### Texte du document
____________________
Michel Nadeau / Angoisse cosmique ou le jour où Brad Pitt fut atteint de paranoïa : Dans l’attente du Messie
Le réchauffement climatique nous inquiète, mais il nous immerge surtout dans le vertige et l’impuissance. C’est en partie ce que la cinglante pièce de Christian Lollike, Angoisse cosmique ou le jour où Brad Pitt fut atteint de paranoïa, raconte dans une forme éclatée et ironique.
Créée à Québec en 2012 au Carrefour international de théâtre, cette mise en scène de Michel Nadeau s’appuie sur un texte d’un auteur danois fort méconnu dans le monde francophone, mais qui est l’une des figures importantes – et dérangeantes – de la scène théâtrale de Copenhague. Là-bas, il dirige le Caféteatret, petit théâtre d’avant-garde où il présente entre autres ses propres pièces, proposant un théâtre très politique qui offre un regard décalé, grinçant, sur l’actualité. Il a écrit sur les attentats terroristes du 11 septembre (Chef-d’œuvre: de l’art, de la foi et du terrorisme) et a créé tout un émoi en mettant intégralement en scène le manifeste du tueur norvégien Anders Breivik.
C’est d’ailleurs en lisant Chef-d’œuvre que Michel Nadeau a commencé à se passionner pour son écriture. «Christian Lollike a un bagage d’études philosophiques et ça lui permet de traiter d’épineux sujets de société, notamment le suicide assisté, avec beaucoup de nuances. Mais je dois dire que c’est la forme postdramatique tout à fait jouissive de ses textes qui m’interpelle le plus. Il est toujours quelque part aux frontières du théâtre-récit et du théâtre de voix, faisant des allers-retours entre la fiction assumée et la distanciation. C’est passionnant.»
Dans leur appartement confortable et épuré – un intérieur bobo hypercontemporain –, trois colocataires hyperconscientisés (Claude Breton, Emmanuel Bédard et Hugues Frenette) cherchent des moyens d’agir pour contrer «l’éco-calypse». Il n’y a que Brad Pitt, pensent-ils, qui peut devenir le Messie contemporain venu conscientiser la planète à l’urgence d’agir. Perruques et lunettes fumées enfilées, ils jouent les stars d’Hollywood en quête d’engagement, lancés dans un projet de long métrage à saveur environnementale et révolutionnaire. S’amusant à caricaturer l’industrie du cinéma américain et les discours pompeux des environnementalistes, ils finiront toujours par se débarrasser de leurs costumes pour retomber dans le néant et l’impuissance.
____________________
### Entrées tirées d'un jeu de données
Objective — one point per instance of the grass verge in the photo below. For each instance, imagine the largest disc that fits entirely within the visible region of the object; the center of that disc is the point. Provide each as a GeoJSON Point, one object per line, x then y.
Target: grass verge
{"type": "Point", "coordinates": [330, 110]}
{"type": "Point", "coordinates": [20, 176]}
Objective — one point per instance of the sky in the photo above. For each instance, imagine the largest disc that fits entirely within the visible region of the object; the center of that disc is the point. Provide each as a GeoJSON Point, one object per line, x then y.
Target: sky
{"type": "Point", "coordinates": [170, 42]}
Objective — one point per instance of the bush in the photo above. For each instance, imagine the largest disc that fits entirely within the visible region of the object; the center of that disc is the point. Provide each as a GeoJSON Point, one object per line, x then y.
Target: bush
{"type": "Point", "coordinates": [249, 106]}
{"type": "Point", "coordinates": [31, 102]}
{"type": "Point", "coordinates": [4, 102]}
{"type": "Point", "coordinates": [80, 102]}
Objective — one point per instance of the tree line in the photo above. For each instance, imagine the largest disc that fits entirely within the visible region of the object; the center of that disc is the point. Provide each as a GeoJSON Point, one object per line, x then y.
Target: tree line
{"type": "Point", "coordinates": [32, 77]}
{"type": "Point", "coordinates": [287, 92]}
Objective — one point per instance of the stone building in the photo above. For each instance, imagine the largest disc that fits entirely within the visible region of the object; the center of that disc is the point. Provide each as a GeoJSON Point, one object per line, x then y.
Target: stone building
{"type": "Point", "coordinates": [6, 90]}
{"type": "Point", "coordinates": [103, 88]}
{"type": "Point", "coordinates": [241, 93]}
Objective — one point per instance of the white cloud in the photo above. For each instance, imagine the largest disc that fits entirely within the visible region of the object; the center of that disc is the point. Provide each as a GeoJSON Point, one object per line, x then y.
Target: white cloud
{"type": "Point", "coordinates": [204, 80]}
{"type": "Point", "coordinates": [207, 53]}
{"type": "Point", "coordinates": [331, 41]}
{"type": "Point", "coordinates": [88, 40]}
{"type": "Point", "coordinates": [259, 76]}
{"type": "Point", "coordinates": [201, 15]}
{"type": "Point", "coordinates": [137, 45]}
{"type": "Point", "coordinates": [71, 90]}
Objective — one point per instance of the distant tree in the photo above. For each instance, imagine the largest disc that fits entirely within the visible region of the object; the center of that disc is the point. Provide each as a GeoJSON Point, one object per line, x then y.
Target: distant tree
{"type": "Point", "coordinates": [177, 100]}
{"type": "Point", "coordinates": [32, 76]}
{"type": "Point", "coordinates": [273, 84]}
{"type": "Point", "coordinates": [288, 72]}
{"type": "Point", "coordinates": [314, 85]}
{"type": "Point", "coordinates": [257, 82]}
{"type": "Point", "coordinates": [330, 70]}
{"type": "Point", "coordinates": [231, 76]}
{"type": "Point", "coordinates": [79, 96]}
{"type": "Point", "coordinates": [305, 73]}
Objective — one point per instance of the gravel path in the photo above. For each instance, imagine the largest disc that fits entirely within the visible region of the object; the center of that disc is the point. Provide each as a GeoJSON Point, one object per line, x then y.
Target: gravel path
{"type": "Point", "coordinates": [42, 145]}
____________________
### Consigne
Répondez aux questions suivantes d'après le texte sur la pièce de Christian Lollike.
(a) En quelle année et dans quel cadre la mise en scène de Michel Nadeau a-t-elle été créée à Québec ?
(b) Quel théâtre Christian Lollike dirige-t-il à Copenhague ?
(c) Selon les trois colocataires, qui peut devenir le Messie contemporain ?

### Corrigé
(a) En 2012, au Carrefour international de théâtre.
(b) Le Caféteatret.
(c) Brad Pitt.